Point-based annotation data:
—————

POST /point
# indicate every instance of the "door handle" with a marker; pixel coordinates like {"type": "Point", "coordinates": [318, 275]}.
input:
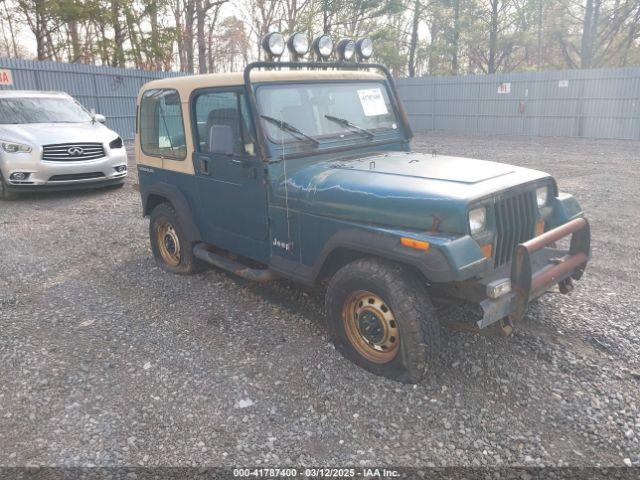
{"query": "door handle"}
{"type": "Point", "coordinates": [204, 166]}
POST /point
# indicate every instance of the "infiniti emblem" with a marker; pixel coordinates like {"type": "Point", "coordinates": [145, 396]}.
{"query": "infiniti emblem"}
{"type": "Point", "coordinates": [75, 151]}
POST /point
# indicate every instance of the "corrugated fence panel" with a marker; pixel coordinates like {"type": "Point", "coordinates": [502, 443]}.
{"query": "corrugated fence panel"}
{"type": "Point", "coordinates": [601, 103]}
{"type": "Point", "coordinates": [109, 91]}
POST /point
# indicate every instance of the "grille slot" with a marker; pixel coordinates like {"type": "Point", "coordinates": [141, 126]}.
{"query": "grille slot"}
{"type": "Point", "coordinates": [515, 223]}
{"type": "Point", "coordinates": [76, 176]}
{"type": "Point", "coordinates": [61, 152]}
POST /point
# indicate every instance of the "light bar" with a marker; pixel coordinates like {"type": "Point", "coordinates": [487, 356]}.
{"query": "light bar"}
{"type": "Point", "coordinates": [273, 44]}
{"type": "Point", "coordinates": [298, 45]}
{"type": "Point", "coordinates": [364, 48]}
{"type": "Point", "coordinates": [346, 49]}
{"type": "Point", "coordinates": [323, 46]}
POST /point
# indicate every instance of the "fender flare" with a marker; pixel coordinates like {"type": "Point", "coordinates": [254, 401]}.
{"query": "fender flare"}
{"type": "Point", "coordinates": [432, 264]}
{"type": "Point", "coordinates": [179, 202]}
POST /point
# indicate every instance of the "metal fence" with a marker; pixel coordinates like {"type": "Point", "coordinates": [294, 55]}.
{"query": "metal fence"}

—————

Show each line of the material that contains the string "metal". Matching is case-sensitive.

» **Answer to this task**
# indicate every instance of the "metal fence" with a marker; pixel coordinates like {"type": "Point", "coordinates": [294, 55]}.
{"query": "metal fence"}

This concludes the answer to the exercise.